* begin Excerpted records *
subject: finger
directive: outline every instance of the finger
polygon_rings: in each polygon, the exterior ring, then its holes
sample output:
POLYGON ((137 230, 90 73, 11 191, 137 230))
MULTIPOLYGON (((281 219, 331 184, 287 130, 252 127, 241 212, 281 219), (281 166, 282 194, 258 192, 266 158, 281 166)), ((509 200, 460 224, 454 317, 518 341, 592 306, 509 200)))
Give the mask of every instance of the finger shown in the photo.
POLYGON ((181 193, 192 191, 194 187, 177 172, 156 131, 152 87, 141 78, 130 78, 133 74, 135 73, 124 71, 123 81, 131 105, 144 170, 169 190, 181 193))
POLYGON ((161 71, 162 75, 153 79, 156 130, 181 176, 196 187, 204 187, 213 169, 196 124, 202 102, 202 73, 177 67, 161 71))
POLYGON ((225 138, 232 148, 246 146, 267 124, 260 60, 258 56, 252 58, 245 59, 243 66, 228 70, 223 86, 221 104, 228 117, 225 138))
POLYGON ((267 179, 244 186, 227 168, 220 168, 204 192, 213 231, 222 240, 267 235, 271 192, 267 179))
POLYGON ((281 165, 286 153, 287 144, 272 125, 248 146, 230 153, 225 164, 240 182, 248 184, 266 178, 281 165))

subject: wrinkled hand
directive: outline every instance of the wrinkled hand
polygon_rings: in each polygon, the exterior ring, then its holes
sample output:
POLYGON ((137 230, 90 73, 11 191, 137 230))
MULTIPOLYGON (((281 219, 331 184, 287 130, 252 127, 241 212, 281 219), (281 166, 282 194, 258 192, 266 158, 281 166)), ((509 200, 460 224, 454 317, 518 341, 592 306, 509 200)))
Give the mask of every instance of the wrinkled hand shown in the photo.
* end Excerpted records *
Written exercise:
Arrange all the lines above as a numbered list, leaving out any blank lines.

Answer for the task:
1. subject: finger
2. directive: outline every instance of the finger
3. polygon_rings: in each polygon, the exterior ring, then its holes
4. sample output:
5. POLYGON ((137 230, 90 73, 11 191, 137 230))
6. MULTIPOLYGON (((281 219, 331 184, 287 130, 252 127, 241 212, 281 219), (281 166, 282 194, 258 192, 266 158, 281 166)), ((509 200, 460 224, 454 317, 518 341, 592 306, 509 200)))
7. Give the mask of every instance of the finger shown in the photo.
8. POLYGON ((181 193, 192 191, 194 187, 177 172, 156 131, 152 87, 141 78, 130 78, 133 74, 135 73, 124 71, 123 81, 131 105, 144 170, 169 190, 181 193))
9. POLYGON ((161 71, 162 75, 153 79, 156 130, 181 176, 196 187, 204 187, 213 169, 196 124, 202 102, 202 73, 177 67, 161 71))
10. POLYGON ((225 138, 232 148, 246 146, 267 124, 260 60, 258 56, 252 58, 245 59, 243 66, 228 70, 223 86, 221 104, 228 117, 225 138))
11. POLYGON ((267 179, 244 186, 227 168, 220 168, 204 192, 213 231, 222 240, 267 235, 271 192, 267 179))
12. POLYGON ((281 165, 286 153, 287 144, 272 125, 248 146, 230 153, 225 164, 240 182, 248 184, 266 178, 281 165))
13. subject: wrinkled hand
14. directive: outline every instance of the wrinkled hand
15. polygon_rings: in each polygon, the exterior ring, then its holes
16. sample output:
17. POLYGON ((137 230, 90 73, 11 191, 137 230))
18. MULTIPOLYGON (((281 219, 331 184, 287 130, 252 127, 241 212, 281 219), (281 166, 282 194, 258 192, 266 158, 281 166)), ((509 200, 460 224, 454 317, 518 341, 592 306, 509 200)))
19. Give the mask of every instance of the wrinkled hand shown in the photo.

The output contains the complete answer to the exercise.